RECORDS SUPPLIED
# # # #

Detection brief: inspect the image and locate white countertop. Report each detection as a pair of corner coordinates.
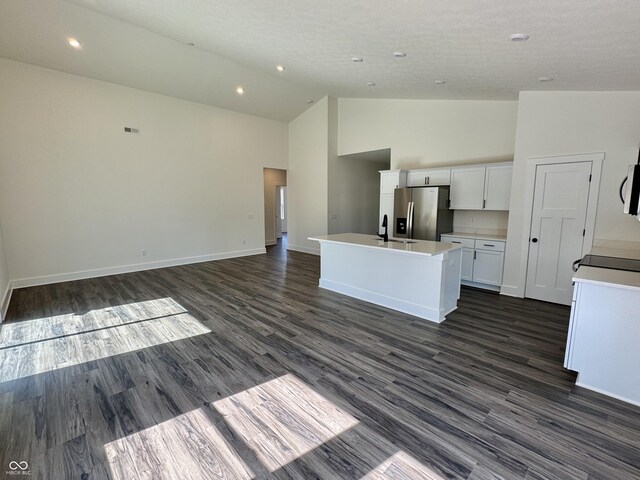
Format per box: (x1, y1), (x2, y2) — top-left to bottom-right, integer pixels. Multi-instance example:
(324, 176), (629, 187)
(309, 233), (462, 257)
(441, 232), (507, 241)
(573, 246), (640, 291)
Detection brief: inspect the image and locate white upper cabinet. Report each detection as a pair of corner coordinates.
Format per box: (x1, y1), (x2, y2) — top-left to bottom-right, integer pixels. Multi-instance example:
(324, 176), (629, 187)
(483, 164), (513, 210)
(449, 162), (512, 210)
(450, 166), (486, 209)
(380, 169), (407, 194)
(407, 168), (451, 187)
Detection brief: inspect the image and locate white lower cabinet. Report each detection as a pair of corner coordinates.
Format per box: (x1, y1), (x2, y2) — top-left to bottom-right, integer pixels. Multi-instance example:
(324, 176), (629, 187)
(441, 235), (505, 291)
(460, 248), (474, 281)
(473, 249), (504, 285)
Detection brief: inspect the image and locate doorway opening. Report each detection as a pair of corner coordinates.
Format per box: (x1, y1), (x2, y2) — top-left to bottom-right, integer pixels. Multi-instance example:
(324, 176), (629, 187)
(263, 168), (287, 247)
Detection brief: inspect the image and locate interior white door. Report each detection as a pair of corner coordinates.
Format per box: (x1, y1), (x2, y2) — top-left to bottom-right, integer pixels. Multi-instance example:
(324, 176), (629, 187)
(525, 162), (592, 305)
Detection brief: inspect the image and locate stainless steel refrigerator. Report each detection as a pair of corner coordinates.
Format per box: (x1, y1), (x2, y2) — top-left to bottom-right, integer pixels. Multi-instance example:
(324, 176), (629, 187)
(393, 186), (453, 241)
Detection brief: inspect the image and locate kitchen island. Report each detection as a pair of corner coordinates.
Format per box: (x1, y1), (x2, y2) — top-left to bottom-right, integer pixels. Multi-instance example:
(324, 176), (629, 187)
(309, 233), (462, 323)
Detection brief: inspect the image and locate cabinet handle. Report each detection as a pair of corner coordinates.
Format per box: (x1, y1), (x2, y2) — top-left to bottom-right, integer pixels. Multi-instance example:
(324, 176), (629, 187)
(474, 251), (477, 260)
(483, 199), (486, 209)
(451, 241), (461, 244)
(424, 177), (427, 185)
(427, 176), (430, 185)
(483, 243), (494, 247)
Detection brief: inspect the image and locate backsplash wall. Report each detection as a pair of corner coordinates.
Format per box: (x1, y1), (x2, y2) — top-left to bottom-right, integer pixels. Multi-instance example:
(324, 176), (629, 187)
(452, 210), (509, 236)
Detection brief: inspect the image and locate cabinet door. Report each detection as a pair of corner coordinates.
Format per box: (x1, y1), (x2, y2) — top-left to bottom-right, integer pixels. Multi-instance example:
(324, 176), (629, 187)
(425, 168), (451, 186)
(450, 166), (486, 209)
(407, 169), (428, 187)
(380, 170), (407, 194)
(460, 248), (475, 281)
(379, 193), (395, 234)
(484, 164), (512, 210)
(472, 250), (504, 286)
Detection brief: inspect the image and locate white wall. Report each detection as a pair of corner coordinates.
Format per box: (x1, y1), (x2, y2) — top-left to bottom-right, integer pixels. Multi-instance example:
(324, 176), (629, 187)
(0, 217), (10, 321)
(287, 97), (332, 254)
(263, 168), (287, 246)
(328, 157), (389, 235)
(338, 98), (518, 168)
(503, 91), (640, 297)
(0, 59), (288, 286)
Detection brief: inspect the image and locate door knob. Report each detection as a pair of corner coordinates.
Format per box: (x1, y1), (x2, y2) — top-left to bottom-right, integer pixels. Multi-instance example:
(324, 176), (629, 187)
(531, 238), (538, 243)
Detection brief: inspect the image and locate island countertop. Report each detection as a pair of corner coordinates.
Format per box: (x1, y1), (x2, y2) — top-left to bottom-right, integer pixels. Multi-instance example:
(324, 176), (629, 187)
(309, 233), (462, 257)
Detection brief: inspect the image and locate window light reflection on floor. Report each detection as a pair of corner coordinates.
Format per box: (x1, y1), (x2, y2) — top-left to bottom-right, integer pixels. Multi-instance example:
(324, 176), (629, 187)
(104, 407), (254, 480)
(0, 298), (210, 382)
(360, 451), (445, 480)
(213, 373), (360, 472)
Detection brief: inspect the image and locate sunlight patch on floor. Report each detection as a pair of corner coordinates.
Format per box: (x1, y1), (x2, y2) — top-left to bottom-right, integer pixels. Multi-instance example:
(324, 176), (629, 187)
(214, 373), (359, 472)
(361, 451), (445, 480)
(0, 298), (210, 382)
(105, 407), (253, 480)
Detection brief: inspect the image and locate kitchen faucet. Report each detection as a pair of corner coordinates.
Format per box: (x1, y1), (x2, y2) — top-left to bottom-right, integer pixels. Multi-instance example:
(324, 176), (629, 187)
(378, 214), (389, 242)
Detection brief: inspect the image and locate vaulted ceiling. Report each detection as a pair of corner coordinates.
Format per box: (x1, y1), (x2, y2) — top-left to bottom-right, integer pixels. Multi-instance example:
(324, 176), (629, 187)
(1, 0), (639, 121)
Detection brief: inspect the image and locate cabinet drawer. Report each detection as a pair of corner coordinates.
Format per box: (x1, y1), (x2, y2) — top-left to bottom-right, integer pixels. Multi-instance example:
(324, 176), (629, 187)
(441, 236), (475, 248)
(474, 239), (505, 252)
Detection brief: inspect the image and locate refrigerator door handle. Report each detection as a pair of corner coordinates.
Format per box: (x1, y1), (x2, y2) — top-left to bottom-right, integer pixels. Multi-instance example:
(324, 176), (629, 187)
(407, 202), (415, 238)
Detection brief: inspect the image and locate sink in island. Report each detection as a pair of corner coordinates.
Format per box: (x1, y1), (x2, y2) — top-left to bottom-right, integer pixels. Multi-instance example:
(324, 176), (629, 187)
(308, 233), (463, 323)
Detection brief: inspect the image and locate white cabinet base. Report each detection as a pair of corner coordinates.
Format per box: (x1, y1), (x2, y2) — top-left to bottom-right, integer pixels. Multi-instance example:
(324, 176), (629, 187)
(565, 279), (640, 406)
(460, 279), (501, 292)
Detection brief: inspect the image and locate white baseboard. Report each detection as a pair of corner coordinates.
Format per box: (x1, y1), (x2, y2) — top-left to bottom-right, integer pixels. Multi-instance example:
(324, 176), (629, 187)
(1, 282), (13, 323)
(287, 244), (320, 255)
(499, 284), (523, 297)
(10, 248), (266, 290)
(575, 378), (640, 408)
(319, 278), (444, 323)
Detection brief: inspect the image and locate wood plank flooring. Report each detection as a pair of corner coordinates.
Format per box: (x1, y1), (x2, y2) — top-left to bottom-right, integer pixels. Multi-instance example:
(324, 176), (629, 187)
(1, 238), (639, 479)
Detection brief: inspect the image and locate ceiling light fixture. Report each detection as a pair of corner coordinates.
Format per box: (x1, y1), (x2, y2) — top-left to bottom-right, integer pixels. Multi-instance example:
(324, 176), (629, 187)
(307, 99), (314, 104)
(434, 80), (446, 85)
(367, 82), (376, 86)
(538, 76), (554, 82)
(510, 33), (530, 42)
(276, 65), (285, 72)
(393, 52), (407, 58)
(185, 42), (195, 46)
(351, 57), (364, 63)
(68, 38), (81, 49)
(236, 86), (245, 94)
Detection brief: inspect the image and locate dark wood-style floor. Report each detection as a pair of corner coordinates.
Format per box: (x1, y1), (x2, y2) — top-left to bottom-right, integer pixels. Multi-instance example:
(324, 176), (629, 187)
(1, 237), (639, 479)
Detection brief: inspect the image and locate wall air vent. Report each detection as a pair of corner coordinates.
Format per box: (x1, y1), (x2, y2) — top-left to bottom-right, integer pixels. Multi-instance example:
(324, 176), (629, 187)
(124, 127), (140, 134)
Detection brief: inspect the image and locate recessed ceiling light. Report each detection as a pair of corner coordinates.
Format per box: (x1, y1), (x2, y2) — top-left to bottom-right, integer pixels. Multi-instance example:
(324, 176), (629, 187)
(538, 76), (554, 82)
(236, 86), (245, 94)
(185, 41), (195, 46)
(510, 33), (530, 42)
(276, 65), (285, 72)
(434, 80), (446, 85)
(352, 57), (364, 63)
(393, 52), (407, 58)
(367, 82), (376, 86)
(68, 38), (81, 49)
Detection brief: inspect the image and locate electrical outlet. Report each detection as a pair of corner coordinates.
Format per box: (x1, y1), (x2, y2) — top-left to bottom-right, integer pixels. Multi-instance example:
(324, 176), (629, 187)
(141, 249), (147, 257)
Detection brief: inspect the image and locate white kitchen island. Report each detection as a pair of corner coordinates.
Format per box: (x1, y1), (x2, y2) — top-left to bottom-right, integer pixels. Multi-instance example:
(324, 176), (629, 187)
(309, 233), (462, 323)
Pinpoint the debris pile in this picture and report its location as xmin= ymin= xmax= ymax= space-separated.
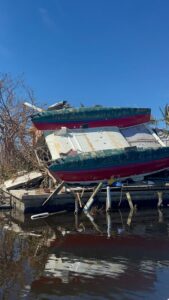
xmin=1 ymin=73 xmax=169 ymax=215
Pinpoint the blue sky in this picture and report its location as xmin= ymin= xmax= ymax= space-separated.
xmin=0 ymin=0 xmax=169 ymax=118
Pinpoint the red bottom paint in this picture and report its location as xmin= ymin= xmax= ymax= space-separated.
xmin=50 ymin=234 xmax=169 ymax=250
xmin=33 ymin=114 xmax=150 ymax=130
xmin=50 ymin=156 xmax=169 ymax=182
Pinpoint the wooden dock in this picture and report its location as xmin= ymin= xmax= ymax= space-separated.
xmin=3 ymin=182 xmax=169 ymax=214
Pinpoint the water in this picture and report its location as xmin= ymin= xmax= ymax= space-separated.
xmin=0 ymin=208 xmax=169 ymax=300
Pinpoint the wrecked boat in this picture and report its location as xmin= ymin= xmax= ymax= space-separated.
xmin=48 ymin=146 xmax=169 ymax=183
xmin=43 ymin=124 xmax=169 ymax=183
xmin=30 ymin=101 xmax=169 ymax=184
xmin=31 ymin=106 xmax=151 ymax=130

# # # #

PROBLEM REQUIREMENTS
Please reproduce exactly the lines in the listing above from the one containing "Detection brief: inspect the image and locate recessed" through the one containing "Detection brief: inspect the image and locate electrical", both included, and nothing more.

ANSWER AREA
Detection brief: inspect the image and locate recessed ceiling light. Report each detection as a pair of corner coordinates.
Format per box: (x1, y1), (x2, y2) — top-left to bottom-right, integer pixels. Multi-instance example:
(324, 176), (629, 187)
(538, 76), (554, 82)
(236, 86), (245, 94)
(185, 41), (195, 46)
(510, 33), (530, 42)
(276, 65), (285, 72)
(434, 80), (446, 85)
(352, 57), (364, 63)
(393, 52), (407, 58)
(367, 82), (376, 86)
(68, 38), (81, 49)
Detection brief: inspect the image and locate electrical outlet. Report each detection as a pair of corner coordinates.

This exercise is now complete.